> Documento fuente
En cualquier frecuencia o banda del espectro, se puede modular con cualquier método.
Esto quiere decir que, en la banda de 550 ~ 1600 KHz, se puede modular en AM (convenio establecido) o en FM y en PWM, PCM, etc.
En esta banda no se utiliza la modulación FM, debido a que el ancho de banda que se pruduce en cada frecuencia, con este sistema, ocupa uno 50 KHz  y, el ancho total de la Banda de Onda Media es de tan sólo 1050 KHz (apenas 1 MHz). Por lo tanto, sólo se podrían distribuir en la banda, unas 20 emisoras.
El máximo ancho de banda permitido en esta banda, es de 15 KHz (10 para el canal y 5 para resguardo entre emisoras), lo cual permite la distribución de aproximadamente 100 emisoras.

La banda convenida para emisiones en FM comercial (88 ~ 108 MHz) tiene 20 MHz de ancho, por lo cual, podría albergar hasta 400 canales.

La frecuencia de un oscilador de RF depende del tensión de alimentación, del componente LC (circuito resonante) y cuanta capacidad dispersa asociada al circuito. La aplicación de audio a un circuito oscilante, en cualquier punto, hará que la frecuencia base se desvíe. En el caso del circuito publicado, se aplica audio al par de Rs que determinan la polarización del transistor, por lo cual se producirá un desvío de la frecuencia central fijada, O sea FM, Modulación de Frecuencia.

Para modular en AM (Amplitud Modulada), nunca se aplica audio al oscilador. Este se aplica directamente al amplificador final, con una potencia considerable (W audio = W RF / 2) con lo cual se logra que varíe la potencia del TX hasta en un 50% de su valor total. El oscilador de un TX modulado en AM queda separado del amplificador final, por una o dos etapas de amplificador medios, para evitar, entre otras cosas, que el audio aplicado, pueda afectar la estabilidad del Oscilador (generalmente a Cristal).

mcrven


----------



## mcrven (Ene 11, 2008)

Amigo anthony123,

VFO es una contracción proveniente del inglés que significa:

*V*ariable
*F*requency
*O*scilator

O sea Oscilador de Frecuencia Variable.

Se puede variar con:

1.-   Un capacitor variable.
2.-   Un trimmer capacitivo
3.-   Una inductancia variable
4.-   cambiando la tensión de alimentación del oscilador.

> Qué harás
1/ Nombra todas las maneras de variar un VFO que aparecen en el texto sobre modulación.
2/ Copia de nuevo el texto sobre modulación desde "En esta banda no" hasta "aproximadamente 100 emisoras." y cambia "emisoras" por "estaciones".
Los ítems no tienen nada que ver con el texto sobre modulación.

> Datos sin procesar

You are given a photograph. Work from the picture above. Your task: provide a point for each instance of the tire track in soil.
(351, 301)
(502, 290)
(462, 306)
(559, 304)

> Conjunto de respuestas
1/
- Un capacitor variable.
- Un trimmer capacitivo.
- Una inductancia variable.
- Cambiando la tensión de alimentación del oscilador.

2/
En esta banda no se utiliza la modulación FM, debido a que el ancho de banda que se pruduce en cada frecuencia, con este sistema, ocupa uno 50 KHz  y, el ancho total de la Banda de Onda Media es de tan sólo 1050 KHz (apenas 1 MHz). Por lo tanto, sólo se podrían distribuir en la banda, unas 20 estaciones.
El máximo ancho de banda permitido en esta banda, es de 15 KHz (10 para el canal y 5 para resguardo entre estaciones), lo cual permite la distribución de aproximadamente 100 estaciones.